▶ [ACTION ITEM]: Find the lines below that contain "green" and tally them. Return only the total.

▶ [SOURCE MATERIAL]:
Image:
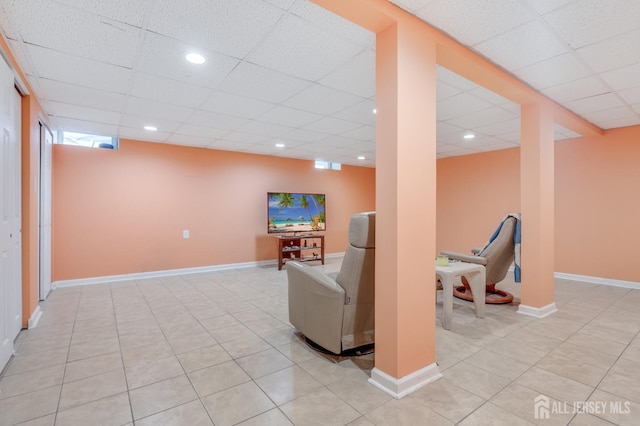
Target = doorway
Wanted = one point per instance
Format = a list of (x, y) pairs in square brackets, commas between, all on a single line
[(44, 266), (10, 214)]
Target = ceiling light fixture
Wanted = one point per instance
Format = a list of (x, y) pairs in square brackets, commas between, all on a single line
[(195, 58)]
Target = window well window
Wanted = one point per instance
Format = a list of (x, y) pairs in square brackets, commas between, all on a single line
[(88, 140)]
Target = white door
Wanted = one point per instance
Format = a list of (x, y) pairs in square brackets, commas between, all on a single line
[(46, 154), (10, 223)]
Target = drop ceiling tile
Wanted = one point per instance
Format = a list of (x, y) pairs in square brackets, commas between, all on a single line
[(460, 105), (612, 53), (228, 145), (357, 76), (322, 100), (188, 140), (444, 128), (460, 18), (545, 6), (488, 116), (609, 114), (289, 117), (245, 137), (86, 114), (551, 72), (330, 22), (226, 103), (454, 80), (266, 129), (631, 96), (169, 91), (233, 28), (365, 133), (496, 129), (493, 98), (157, 110), (595, 103), (200, 132), (589, 21), (623, 122), (282, 4), (304, 136), (76, 32), (522, 46), (141, 134), (165, 57), (296, 47), (127, 11), (444, 91), (139, 121), (361, 112), (583, 88), (623, 78), (213, 119), (330, 125), (83, 96), (72, 125), (83, 72), (412, 5), (254, 81)]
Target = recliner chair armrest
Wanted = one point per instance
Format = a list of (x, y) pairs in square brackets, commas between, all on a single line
[(469, 258)]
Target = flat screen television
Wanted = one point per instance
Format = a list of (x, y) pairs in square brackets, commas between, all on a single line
[(295, 212)]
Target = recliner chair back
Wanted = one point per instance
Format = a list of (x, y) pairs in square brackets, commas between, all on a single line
[(499, 252), (357, 278)]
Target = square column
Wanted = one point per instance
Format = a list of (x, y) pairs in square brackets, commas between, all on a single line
[(537, 204), (405, 209)]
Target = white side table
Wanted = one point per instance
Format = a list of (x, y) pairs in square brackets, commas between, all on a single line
[(475, 275)]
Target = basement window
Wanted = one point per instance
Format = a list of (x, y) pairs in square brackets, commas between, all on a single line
[(88, 140)]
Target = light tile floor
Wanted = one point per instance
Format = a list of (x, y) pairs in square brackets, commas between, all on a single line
[(217, 348)]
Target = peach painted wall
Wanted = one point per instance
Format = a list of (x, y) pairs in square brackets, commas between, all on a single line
[(474, 192), (32, 113), (123, 211), (596, 203)]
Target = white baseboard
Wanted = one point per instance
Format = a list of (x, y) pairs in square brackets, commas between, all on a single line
[(170, 272), (537, 312), (35, 317), (403, 386), (597, 280)]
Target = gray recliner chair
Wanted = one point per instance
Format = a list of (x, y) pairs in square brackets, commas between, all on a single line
[(497, 257), (338, 313)]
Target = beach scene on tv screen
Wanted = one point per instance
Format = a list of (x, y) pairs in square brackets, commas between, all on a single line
[(296, 212)]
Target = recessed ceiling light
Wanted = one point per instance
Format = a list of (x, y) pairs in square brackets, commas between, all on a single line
[(195, 58)]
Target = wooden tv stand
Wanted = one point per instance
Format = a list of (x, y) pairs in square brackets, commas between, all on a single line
[(302, 247)]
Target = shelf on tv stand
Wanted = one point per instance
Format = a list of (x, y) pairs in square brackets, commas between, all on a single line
[(294, 245)]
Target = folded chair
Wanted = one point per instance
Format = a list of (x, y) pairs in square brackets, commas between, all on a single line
[(337, 313), (497, 256)]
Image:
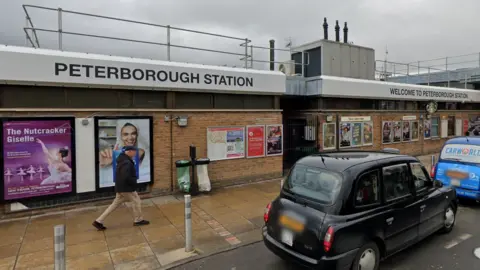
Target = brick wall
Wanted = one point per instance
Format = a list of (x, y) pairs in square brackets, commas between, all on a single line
[(172, 142), (420, 147)]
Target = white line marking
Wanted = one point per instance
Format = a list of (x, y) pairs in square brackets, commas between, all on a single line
[(465, 236), (451, 244), (460, 239)]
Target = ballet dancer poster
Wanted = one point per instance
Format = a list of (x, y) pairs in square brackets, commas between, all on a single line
[(37, 157), (112, 134)]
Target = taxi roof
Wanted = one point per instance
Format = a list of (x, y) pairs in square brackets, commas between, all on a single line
[(342, 160)]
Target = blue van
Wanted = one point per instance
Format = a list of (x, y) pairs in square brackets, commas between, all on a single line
[(459, 166)]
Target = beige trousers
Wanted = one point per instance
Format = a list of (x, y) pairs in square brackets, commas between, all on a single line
[(121, 198)]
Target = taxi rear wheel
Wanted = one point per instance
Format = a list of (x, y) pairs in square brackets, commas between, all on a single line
[(367, 258)]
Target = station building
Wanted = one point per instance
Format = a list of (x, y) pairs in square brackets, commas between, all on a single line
[(65, 115)]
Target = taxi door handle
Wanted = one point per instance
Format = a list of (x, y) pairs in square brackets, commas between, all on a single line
[(389, 220)]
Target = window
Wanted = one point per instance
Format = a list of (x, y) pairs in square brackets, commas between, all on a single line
[(354, 134), (463, 153), (366, 192), (451, 126), (314, 183), (395, 179), (420, 177), (435, 128)]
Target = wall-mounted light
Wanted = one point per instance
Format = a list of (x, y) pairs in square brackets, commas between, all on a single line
[(182, 121)]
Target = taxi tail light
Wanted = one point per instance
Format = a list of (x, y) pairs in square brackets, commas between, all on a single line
[(328, 239), (267, 212)]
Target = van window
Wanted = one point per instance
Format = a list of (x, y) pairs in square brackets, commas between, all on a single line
[(461, 152), (314, 183)]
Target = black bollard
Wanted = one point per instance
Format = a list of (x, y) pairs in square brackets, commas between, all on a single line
[(193, 183)]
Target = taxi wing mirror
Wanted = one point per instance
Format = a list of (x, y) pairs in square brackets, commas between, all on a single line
[(437, 183)]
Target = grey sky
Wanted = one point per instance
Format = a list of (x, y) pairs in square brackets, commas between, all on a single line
[(412, 29)]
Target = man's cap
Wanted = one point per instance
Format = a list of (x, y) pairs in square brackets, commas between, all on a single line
[(129, 148)]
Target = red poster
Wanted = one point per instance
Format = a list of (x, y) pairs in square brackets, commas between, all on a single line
[(255, 141), (465, 126)]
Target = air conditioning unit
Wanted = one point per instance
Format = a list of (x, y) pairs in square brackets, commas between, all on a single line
[(287, 68)]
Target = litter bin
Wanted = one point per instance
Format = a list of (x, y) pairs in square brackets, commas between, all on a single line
[(202, 174), (183, 174)]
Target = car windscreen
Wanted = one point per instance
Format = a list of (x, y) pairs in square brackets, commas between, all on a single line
[(461, 153), (314, 183)]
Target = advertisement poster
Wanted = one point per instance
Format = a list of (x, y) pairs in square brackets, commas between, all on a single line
[(255, 141), (473, 125), (427, 125), (357, 134), (225, 143), (329, 141), (466, 127), (367, 133), (387, 132), (406, 131), (37, 158), (397, 131), (115, 133), (415, 132), (345, 135), (274, 140)]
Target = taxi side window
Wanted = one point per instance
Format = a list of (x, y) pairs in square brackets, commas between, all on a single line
[(395, 181), (420, 177), (367, 189)]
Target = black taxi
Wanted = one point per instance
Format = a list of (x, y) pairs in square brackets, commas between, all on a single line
[(350, 210)]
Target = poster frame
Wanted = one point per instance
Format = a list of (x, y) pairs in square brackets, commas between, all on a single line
[(335, 134), (233, 126), (73, 159), (97, 159), (264, 141), (363, 133), (418, 131), (266, 144)]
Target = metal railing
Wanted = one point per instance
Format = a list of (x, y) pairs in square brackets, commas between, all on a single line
[(246, 56), (457, 71)]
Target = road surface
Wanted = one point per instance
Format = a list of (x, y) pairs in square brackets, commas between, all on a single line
[(447, 252)]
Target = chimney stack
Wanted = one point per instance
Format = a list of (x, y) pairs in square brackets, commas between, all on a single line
[(325, 28), (337, 32), (272, 54)]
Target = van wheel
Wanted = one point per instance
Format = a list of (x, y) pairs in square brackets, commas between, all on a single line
[(449, 218), (367, 258)]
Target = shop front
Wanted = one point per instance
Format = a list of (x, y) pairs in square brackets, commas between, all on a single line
[(371, 115), (66, 116)]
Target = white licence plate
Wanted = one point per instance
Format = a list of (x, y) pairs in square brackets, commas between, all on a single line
[(455, 182), (287, 237)]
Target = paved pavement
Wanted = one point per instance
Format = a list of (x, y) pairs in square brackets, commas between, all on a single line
[(448, 252), (221, 220), (224, 219)]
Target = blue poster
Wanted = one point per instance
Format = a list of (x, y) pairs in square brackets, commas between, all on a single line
[(136, 161)]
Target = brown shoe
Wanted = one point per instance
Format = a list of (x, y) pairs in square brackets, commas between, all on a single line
[(141, 223), (99, 226)]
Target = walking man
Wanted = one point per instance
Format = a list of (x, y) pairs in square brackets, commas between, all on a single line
[(125, 185)]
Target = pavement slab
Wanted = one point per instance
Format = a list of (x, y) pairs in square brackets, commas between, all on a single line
[(223, 219)]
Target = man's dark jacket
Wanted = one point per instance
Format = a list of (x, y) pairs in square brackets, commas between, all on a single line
[(125, 174)]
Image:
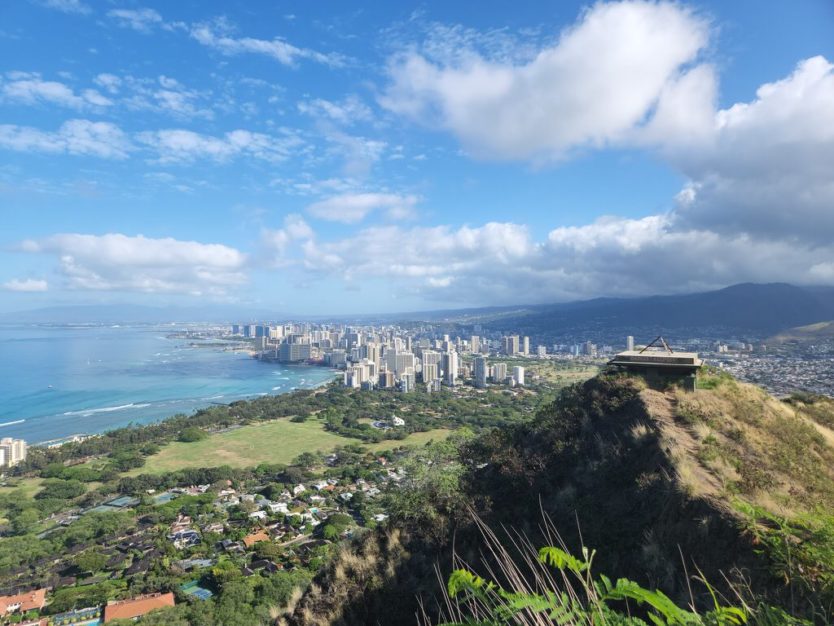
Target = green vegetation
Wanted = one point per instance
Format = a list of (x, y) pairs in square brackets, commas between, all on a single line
[(191, 434), (727, 483), (580, 599), (279, 441)]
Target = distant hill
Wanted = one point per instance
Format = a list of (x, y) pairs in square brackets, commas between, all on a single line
[(749, 308), (745, 308), (821, 331)]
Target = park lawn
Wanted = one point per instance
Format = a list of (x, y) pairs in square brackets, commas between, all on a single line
[(277, 441), (413, 440)]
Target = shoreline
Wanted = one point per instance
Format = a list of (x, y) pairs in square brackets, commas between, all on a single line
[(81, 436)]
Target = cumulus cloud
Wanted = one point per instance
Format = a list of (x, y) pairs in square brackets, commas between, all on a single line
[(218, 35), (165, 95), (503, 263), (349, 111), (626, 53), (32, 89), (765, 166), (183, 146), (25, 285), (117, 262), (354, 207), (77, 137), (140, 20), (277, 242)]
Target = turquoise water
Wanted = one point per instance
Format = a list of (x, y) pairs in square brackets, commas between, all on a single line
[(58, 381)]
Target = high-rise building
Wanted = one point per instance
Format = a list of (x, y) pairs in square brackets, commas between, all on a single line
[(407, 382), (450, 368), (499, 372), (518, 375), (481, 371), (386, 379), (293, 352), (12, 451), (429, 372)]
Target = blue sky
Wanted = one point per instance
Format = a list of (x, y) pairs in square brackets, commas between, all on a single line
[(326, 158)]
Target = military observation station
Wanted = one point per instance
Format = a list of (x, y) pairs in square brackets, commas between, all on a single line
[(660, 365)]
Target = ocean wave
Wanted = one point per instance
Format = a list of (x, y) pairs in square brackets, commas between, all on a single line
[(107, 409)]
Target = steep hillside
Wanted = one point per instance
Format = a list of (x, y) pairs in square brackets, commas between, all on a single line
[(821, 331), (727, 481)]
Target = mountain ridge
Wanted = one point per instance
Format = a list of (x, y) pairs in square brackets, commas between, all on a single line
[(760, 309)]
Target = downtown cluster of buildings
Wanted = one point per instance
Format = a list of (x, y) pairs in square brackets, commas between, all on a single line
[(12, 452), (393, 358)]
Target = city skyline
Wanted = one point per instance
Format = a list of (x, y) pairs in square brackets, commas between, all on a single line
[(376, 159)]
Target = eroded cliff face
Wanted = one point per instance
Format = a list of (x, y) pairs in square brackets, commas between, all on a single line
[(661, 484)]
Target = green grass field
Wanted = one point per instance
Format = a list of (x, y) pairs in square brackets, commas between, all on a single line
[(278, 441), (29, 487)]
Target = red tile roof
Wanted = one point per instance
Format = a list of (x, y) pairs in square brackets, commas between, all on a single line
[(127, 609), (27, 601), (251, 540)]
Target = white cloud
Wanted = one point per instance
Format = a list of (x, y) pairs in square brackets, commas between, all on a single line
[(141, 20), (117, 262), (167, 95), (765, 167), (359, 153), (354, 207), (349, 111), (502, 263), (218, 35), (108, 82), (182, 146), (31, 89), (67, 6), (26, 285), (591, 88), (78, 137)]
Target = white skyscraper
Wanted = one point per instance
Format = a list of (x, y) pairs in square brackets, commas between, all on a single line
[(499, 372), (12, 451), (481, 371), (518, 375), (450, 368)]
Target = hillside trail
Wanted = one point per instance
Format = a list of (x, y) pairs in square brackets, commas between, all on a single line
[(681, 445)]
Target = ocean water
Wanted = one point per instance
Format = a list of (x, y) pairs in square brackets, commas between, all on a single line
[(59, 381)]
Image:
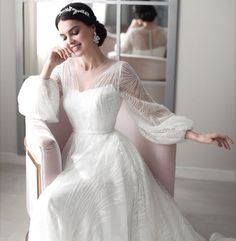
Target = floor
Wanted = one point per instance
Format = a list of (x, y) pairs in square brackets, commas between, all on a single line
[(209, 206)]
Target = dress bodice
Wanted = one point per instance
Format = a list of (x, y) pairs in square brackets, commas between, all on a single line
[(93, 110)]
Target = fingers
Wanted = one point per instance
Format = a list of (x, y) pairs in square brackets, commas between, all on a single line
[(223, 141), (64, 53)]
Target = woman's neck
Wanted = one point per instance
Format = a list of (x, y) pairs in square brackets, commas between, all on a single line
[(149, 25), (92, 60)]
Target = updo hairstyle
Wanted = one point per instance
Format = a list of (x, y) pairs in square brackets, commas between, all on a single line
[(83, 13), (145, 12)]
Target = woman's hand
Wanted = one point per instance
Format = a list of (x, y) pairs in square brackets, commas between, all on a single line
[(220, 140), (57, 56)]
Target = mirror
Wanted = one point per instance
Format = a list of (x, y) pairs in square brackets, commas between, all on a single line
[(36, 35)]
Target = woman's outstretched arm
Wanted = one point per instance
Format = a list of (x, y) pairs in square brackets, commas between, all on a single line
[(218, 139)]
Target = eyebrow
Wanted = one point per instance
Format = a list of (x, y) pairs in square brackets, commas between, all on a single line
[(71, 29)]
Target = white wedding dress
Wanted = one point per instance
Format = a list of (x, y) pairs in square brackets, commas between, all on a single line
[(105, 192)]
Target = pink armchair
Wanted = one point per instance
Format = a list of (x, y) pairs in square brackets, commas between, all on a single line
[(44, 143)]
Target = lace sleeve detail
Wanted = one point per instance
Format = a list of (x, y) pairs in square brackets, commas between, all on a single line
[(155, 121), (39, 99)]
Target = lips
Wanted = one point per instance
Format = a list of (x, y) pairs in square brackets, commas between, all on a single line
[(76, 47)]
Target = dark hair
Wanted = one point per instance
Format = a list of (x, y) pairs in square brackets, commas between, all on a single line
[(144, 12), (83, 13)]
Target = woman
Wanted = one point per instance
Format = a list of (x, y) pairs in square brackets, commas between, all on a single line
[(105, 192), (144, 36)]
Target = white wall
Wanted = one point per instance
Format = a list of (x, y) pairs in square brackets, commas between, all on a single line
[(7, 78), (206, 79)]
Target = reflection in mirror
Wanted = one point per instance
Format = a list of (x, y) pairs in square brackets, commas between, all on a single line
[(144, 30), (143, 45), (40, 33)]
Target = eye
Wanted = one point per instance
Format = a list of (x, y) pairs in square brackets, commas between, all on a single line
[(63, 38), (75, 32)]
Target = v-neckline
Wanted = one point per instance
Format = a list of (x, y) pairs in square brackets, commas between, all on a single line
[(95, 79)]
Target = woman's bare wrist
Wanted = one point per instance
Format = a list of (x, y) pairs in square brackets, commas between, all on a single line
[(191, 135)]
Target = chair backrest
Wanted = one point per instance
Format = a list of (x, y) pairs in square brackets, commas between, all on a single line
[(159, 158), (147, 68)]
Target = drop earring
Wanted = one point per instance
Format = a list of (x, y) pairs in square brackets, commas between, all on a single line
[(96, 38)]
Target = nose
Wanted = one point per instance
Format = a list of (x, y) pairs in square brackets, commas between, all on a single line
[(70, 40)]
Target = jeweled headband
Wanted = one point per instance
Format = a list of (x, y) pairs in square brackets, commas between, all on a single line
[(75, 11)]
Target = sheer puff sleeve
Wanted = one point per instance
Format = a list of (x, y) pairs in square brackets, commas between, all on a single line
[(155, 121), (39, 98)]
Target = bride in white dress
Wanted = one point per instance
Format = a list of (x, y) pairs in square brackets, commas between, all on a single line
[(105, 192)]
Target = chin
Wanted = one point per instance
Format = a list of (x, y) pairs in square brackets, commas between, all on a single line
[(77, 54)]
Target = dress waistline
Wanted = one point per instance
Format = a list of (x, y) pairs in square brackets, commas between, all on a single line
[(92, 132)]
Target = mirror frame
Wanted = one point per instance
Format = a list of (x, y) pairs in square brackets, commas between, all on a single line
[(170, 83)]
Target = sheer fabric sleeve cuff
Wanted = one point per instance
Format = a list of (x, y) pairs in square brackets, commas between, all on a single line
[(171, 131), (39, 99), (155, 122)]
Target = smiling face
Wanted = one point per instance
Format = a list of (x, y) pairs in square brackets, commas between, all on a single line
[(76, 36)]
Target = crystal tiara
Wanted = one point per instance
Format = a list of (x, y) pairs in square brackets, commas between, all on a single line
[(74, 10)]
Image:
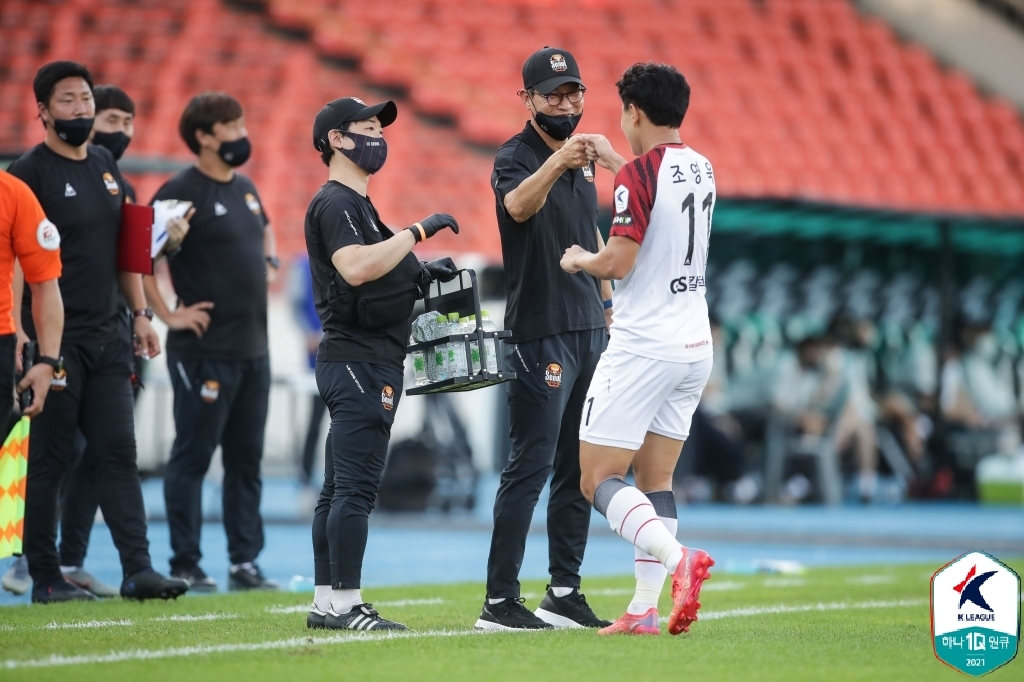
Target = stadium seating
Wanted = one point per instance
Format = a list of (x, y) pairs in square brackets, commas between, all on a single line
[(791, 97), (163, 52)]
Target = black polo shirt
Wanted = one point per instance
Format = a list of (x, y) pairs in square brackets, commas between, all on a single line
[(339, 216), (543, 299), (83, 199), (221, 260)]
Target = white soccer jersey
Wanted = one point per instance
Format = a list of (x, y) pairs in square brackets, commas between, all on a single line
[(664, 201)]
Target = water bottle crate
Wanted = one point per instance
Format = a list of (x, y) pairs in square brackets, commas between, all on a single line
[(465, 301)]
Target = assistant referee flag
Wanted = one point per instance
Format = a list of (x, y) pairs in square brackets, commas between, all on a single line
[(13, 471)]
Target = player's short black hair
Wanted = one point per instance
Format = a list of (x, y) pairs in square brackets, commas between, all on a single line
[(111, 96), (203, 112), (657, 90), (50, 74), (328, 152)]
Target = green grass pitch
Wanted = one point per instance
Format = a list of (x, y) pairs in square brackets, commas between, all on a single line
[(829, 624)]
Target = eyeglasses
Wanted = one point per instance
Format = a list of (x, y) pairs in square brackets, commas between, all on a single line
[(554, 99)]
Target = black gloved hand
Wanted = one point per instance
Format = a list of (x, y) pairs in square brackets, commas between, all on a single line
[(433, 224), (441, 269)]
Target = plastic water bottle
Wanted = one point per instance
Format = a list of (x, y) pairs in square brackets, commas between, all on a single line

▶ [SOLUTION TO THE PROBLEM]: 3